§ Task 1:
Retype the research profile between "I am also collaborating" and "the legal economy.", inclusive.
§ Task 2:
Answer these questions from the research profile:
(a) Which publisher holds the contract for the book?
(b) Which two cities were the focus of the COVID-19 crime studies?
(c) Which two Calabrian provinces took part in the project on organised crime in the legal economy?

§ Passage to read:
********

As a Postdoctoral Research Fellow in the Department of Sociology and Social Research at the University of Trento I am currently working on different topics. I am primarily continuing my research track blending complex network science, machine learning, graph learning to represent, describe, and forecast terrorist behaviors. Furthermore, I am concluding a book for which I signed a contract with Routledge that will be published in early 2022. The book will survey the current trends at the intersection between crime research and AI and will also review future perspectives, attempting to critically offer some educational and epistemological proposals for reducing the risk of the misuse of novel methodologies to study, anticipate or counter criminal phenomena.
Besides this, in the last year I have also extensively studied the effects of COVID-19 on crime and social unrest, with three studies specifically focusing on crime in Chicago and Los Angeles and disorder events such as riots in India, Israel and Mexico.
I am also collaborating with a group of economists based at Bocconi University, University of Milan and Burgundy School of Business on a set of survey experiments for investigating and capturing individuals' attitudes towards mafias in Italy.
Finally, a fifth line of inquiry regards the study of homicide patterns and homicide offenders in the United States.
At Transcrime, I worked on different topics regarding organised crime.
As a Master student, I have updated and improved an existing composite indicator for measuring the presence of mafia groups in Italy at municipal level. I have also taken part in a project in collaboration with the Calabrian provinces of Crotone and Vibo Valentia that aimed at quantifying and monitoring the infiltration of organised crime into the legal economy.

********

§ Data to examine:

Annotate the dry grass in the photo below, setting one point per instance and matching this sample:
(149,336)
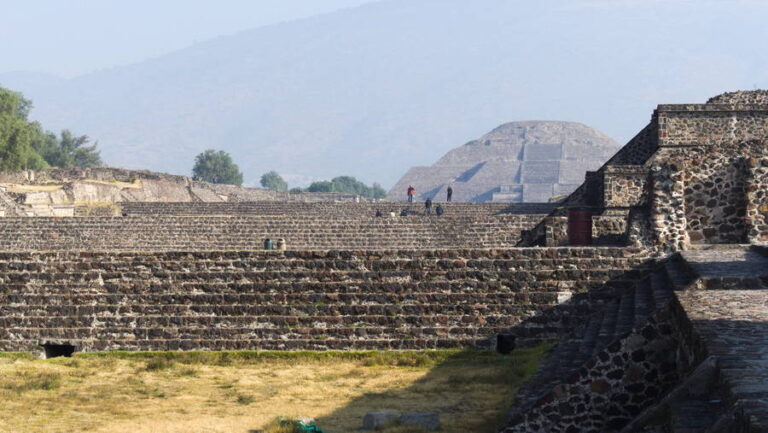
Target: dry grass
(243,391)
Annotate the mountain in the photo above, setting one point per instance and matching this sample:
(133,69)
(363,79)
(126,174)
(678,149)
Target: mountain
(517,162)
(373,90)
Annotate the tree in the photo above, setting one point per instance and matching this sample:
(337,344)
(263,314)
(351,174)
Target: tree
(26,145)
(70,151)
(320,186)
(16,134)
(272,180)
(216,167)
(348,185)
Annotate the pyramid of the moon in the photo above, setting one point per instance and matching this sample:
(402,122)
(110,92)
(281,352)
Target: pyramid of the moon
(529,161)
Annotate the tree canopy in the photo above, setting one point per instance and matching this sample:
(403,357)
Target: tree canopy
(272,180)
(26,145)
(348,185)
(216,167)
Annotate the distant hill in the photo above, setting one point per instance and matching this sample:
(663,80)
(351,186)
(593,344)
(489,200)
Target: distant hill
(517,162)
(373,90)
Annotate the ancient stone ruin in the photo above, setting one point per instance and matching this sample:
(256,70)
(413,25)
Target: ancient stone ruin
(658,325)
(530,161)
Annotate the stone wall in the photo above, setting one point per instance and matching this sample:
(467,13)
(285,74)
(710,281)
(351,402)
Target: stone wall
(301,232)
(757,200)
(625,186)
(329,209)
(695,171)
(710,124)
(300,300)
(715,198)
(622,380)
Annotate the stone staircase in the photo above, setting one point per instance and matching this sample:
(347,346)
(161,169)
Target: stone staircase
(623,309)
(298,300)
(701,318)
(174,233)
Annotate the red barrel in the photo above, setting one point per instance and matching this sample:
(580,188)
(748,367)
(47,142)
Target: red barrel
(580,226)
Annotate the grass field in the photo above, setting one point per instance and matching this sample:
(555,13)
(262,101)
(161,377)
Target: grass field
(240,392)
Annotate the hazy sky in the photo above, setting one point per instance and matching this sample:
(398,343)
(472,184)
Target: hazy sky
(73,37)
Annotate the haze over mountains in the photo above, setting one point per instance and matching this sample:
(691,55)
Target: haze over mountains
(374,90)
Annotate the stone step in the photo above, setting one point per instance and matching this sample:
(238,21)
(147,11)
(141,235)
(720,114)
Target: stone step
(661,289)
(644,303)
(264,310)
(625,320)
(546,298)
(242,344)
(608,326)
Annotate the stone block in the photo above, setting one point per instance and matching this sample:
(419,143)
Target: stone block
(425,420)
(379,420)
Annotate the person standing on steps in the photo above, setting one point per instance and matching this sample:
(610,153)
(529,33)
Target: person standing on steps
(411,191)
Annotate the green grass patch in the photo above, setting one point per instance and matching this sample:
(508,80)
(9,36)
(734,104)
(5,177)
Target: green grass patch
(422,359)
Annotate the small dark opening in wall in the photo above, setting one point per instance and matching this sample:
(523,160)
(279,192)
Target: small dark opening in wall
(56,350)
(505,343)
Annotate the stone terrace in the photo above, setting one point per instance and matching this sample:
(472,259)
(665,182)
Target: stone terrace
(327,210)
(302,300)
(169,233)
(695,362)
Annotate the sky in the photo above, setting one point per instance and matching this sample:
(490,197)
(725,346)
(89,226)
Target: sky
(67,38)
(414,78)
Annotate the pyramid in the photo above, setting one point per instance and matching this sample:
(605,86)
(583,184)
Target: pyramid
(529,161)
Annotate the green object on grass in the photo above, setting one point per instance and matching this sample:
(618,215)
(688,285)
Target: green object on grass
(301,426)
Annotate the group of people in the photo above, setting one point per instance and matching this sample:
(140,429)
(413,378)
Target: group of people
(412,191)
(439,210)
(428,203)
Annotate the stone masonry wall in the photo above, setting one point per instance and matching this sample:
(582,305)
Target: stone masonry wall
(715,198)
(626,377)
(711,125)
(327,210)
(757,200)
(248,232)
(300,300)
(625,186)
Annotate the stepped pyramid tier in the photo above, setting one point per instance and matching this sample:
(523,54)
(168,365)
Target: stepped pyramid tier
(529,161)
(695,175)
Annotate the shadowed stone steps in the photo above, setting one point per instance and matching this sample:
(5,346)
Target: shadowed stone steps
(628,309)
(436,298)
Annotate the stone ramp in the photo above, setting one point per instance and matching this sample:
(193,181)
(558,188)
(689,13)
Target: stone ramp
(706,342)
(728,309)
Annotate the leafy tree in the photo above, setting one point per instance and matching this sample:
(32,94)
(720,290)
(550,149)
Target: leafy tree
(320,186)
(216,167)
(25,145)
(272,180)
(348,185)
(17,134)
(69,151)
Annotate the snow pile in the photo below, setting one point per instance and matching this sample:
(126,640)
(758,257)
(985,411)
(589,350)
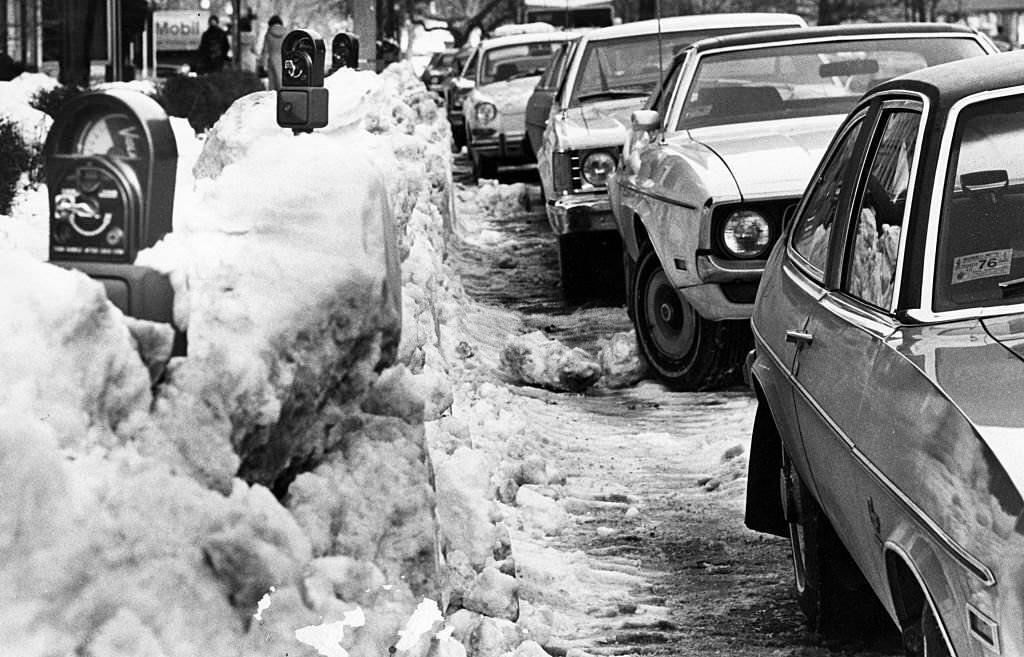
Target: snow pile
(273,471)
(14,98)
(537,360)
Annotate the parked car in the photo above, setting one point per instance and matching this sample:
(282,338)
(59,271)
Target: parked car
(455,88)
(724,148)
(540,101)
(507,71)
(439,69)
(611,72)
(888,361)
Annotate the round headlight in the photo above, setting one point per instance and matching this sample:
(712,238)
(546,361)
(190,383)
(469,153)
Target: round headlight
(747,234)
(486,112)
(597,166)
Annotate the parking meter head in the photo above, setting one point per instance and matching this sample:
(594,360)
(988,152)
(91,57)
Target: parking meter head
(110,164)
(344,51)
(302,57)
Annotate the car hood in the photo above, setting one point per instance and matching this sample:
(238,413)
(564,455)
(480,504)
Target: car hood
(980,365)
(771,158)
(598,124)
(509,95)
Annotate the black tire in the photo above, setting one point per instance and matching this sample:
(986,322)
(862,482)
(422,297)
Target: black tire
(924,638)
(483,167)
(685,350)
(832,592)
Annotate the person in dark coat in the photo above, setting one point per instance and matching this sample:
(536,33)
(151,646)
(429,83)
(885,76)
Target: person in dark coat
(213,48)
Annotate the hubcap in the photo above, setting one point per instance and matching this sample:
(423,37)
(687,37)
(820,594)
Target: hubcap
(672,321)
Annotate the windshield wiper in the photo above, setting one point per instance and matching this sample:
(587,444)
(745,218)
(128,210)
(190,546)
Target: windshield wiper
(613,93)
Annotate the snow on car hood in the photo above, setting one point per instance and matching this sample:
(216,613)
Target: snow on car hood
(599,124)
(771,158)
(509,96)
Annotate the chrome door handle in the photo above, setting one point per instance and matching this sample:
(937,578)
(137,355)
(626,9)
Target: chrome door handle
(799,337)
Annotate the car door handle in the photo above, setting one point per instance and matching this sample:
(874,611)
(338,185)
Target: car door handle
(799,337)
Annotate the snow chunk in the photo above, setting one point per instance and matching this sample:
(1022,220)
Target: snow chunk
(622,363)
(327,638)
(535,359)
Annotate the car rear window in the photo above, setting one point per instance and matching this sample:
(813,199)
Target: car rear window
(519,60)
(980,251)
(631,66)
(807,79)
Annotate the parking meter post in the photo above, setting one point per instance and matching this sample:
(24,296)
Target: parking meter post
(302,99)
(110,166)
(344,51)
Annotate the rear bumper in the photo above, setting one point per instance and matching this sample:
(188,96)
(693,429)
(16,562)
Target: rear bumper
(507,147)
(581,213)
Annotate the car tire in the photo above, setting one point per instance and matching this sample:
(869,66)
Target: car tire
(685,350)
(830,590)
(483,167)
(924,638)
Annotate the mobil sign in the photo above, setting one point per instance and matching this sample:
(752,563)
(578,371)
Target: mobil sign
(179,30)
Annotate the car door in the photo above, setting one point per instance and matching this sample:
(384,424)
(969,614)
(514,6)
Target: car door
(788,296)
(845,371)
(539,105)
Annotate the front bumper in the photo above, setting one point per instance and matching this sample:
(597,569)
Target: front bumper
(509,147)
(581,213)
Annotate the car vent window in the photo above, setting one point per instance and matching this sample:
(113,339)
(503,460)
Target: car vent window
(813,226)
(880,215)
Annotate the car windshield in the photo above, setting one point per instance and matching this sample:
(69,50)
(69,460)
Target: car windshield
(980,253)
(631,66)
(518,60)
(806,79)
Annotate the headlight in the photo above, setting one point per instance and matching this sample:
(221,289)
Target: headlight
(747,234)
(486,112)
(597,166)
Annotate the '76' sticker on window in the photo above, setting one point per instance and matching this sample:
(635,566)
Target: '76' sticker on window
(982,265)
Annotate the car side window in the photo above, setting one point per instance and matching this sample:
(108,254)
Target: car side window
(880,213)
(813,226)
(664,94)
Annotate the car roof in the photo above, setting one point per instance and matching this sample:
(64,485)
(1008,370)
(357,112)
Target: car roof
(702,22)
(947,83)
(535,37)
(818,33)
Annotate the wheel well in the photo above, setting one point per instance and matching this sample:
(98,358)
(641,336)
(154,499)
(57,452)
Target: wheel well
(764,500)
(907,595)
(640,231)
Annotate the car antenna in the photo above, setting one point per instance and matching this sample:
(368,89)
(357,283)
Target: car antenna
(660,63)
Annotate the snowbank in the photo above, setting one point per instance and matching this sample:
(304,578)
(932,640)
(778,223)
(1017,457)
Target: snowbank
(161,520)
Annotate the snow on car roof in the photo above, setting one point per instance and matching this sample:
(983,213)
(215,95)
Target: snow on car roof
(704,22)
(516,39)
(949,82)
(817,33)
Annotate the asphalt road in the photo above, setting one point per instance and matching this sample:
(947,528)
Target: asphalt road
(655,560)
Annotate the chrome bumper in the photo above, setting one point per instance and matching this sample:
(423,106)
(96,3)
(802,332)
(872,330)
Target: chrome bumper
(715,269)
(710,301)
(581,213)
(511,146)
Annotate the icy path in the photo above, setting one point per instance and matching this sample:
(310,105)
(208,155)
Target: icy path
(642,551)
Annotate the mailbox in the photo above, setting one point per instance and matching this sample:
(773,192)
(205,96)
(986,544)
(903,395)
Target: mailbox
(302,100)
(111,161)
(344,51)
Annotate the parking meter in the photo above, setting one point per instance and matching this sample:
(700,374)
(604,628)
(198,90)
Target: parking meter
(111,161)
(344,51)
(302,100)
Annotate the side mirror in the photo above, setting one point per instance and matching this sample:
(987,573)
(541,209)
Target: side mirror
(645,120)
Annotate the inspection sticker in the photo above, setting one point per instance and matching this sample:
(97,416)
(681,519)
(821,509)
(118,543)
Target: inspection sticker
(982,265)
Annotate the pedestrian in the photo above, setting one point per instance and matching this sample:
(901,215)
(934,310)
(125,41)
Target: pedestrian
(213,48)
(248,56)
(270,56)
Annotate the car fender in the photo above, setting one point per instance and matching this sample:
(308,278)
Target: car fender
(672,192)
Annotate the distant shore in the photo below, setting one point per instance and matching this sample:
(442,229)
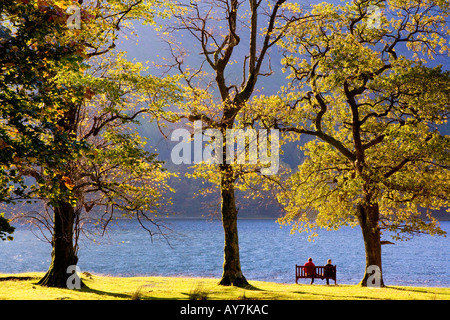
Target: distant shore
(99,287)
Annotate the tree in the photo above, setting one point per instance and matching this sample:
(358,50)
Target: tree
(5,228)
(217,97)
(376,111)
(107,95)
(29,132)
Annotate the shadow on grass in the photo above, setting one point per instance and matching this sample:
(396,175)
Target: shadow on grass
(420,290)
(17,278)
(106,293)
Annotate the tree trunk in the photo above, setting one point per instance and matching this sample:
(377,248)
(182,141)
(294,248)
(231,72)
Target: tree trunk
(63,252)
(369,216)
(232,274)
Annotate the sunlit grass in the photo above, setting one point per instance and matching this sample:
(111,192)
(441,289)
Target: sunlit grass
(23,287)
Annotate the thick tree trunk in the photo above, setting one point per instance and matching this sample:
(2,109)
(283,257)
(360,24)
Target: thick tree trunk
(63,252)
(369,216)
(232,274)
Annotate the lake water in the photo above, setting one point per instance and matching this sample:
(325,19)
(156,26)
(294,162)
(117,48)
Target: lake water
(268,253)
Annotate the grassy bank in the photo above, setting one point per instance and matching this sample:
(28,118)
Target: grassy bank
(23,287)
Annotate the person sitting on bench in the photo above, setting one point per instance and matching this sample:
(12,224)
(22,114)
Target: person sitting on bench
(310,269)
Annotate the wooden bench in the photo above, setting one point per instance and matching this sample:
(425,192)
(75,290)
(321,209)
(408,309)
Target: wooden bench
(320,272)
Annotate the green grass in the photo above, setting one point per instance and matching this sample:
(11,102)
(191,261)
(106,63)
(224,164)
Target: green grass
(23,287)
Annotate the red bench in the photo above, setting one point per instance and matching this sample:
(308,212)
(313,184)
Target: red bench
(320,272)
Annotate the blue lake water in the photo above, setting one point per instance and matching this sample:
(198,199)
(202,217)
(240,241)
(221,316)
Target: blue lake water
(268,253)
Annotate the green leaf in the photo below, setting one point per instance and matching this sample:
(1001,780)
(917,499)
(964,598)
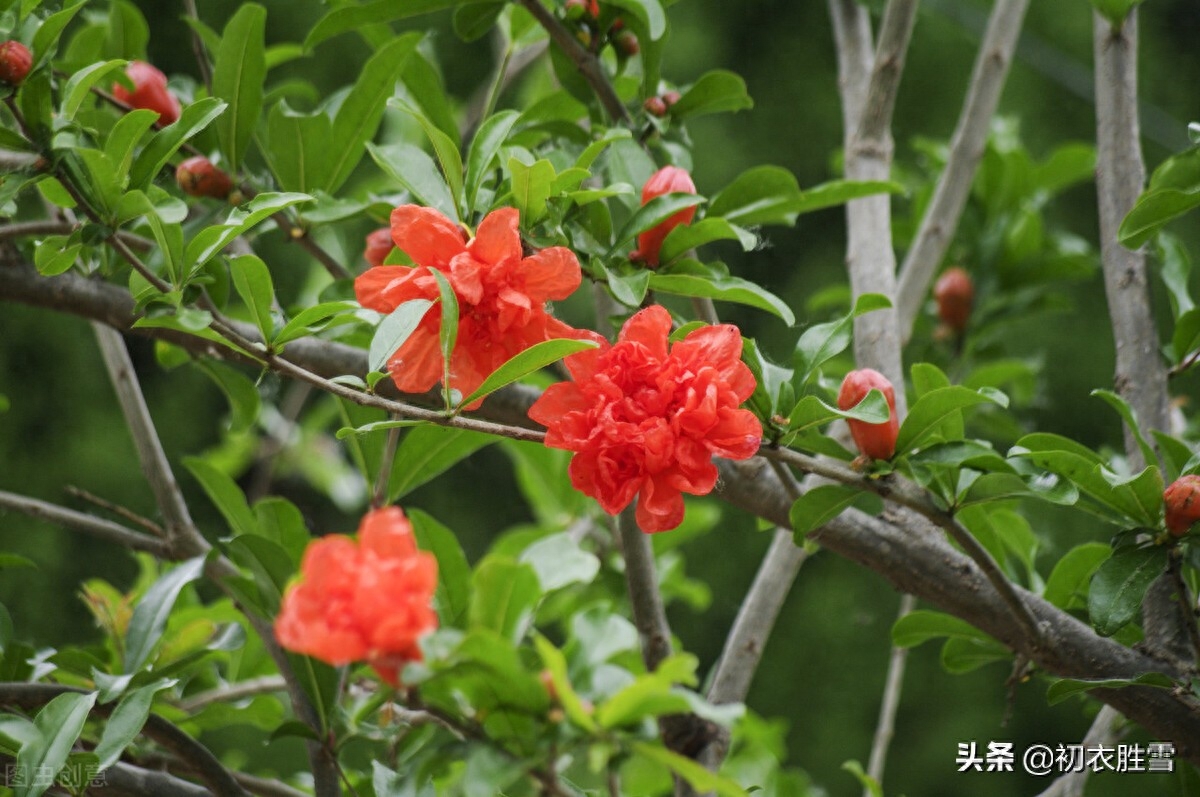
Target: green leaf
(1068,582)
(811,412)
(821,504)
(394,330)
(225,493)
(359,115)
(78,87)
(561,562)
(299,147)
(715,91)
(165,143)
(693,279)
(453,595)
(46,40)
(126,720)
(1120,583)
(504,594)
(528,361)
(426,453)
(688,237)
(252,280)
(312,319)
(210,240)
(414,169)
(347,18)
(484,149)
(653,213)
(921,625)
(556,663)
(822,342)
(149,619)
(448,333)
(1131,421)
(238,73)
(59,725)
(927,415)
(1065,688)
(700,778)
(444,148)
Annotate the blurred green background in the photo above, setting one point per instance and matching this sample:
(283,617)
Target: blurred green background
(823,669)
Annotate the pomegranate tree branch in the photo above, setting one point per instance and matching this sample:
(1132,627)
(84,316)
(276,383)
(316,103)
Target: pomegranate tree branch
(967,145)
(586,63)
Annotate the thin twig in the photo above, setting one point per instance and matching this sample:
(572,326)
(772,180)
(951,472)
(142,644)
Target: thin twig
(233,691)
(117,509)
(893,684)
(949,198)
(166,733)
(649,616)
(586,63)
(96,527)
(181,533)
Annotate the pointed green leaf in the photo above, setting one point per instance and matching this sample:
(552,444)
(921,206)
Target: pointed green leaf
(528,361)
(238,73)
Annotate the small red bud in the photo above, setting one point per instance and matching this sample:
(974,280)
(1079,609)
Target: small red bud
(1182,499)
(876,441)
(625,42)
(670,179)
(379,246)
(655,107)
(954,294)
(198,178)
(149,91)
(16,60)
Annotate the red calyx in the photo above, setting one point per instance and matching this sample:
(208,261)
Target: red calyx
(198,178)
(876,441)
(954,293)
(149,91)
(16,60)
(379,246)
(670,179)
(1182,501)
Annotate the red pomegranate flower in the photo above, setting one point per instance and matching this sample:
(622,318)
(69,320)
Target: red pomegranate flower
(646,418)
(670,179)
(502,295)
(378,246)
(366,600)
(149,91)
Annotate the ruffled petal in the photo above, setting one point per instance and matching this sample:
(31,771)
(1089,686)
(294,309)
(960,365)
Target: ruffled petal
(497,238)
(426,235)
(551,274)
(417,365)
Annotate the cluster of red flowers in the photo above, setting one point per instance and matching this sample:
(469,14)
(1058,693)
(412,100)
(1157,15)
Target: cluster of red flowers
(646,418)
(363,601)
(502,294)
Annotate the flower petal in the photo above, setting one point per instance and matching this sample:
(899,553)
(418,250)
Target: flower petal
(551,274)
(426,235)
(497,238)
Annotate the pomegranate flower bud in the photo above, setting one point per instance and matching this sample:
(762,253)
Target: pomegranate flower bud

********

§ Written solution 1:
I am also collaborating with a group of economists based at Bocconi University, University of Milan and Burgundy School of Business on a set of survey experiments for investigating and capturing individuals' attitudes towards mafias in Italy.
Finally, a fifth line of inquiry regards the study of homicide patterns and homicide offenders in the United States.
At Transcrime, I worked on different topics regarding organised crime.
As a Master student, I have updated and improved an existing composite indicator for measuring the presence of mafia groups in Italy at municipal level. I have also taken part in a project in collaboration with the Calabrian provinces of Crotone and Vibo Valentia that aimed at quantifying and monitoring the infiltration of organised crime into the legal economy.

§ Written solution 2:
(a) Routledge
(b) Chicago and Los Angeles
(c) Crotone and Vibo Valentia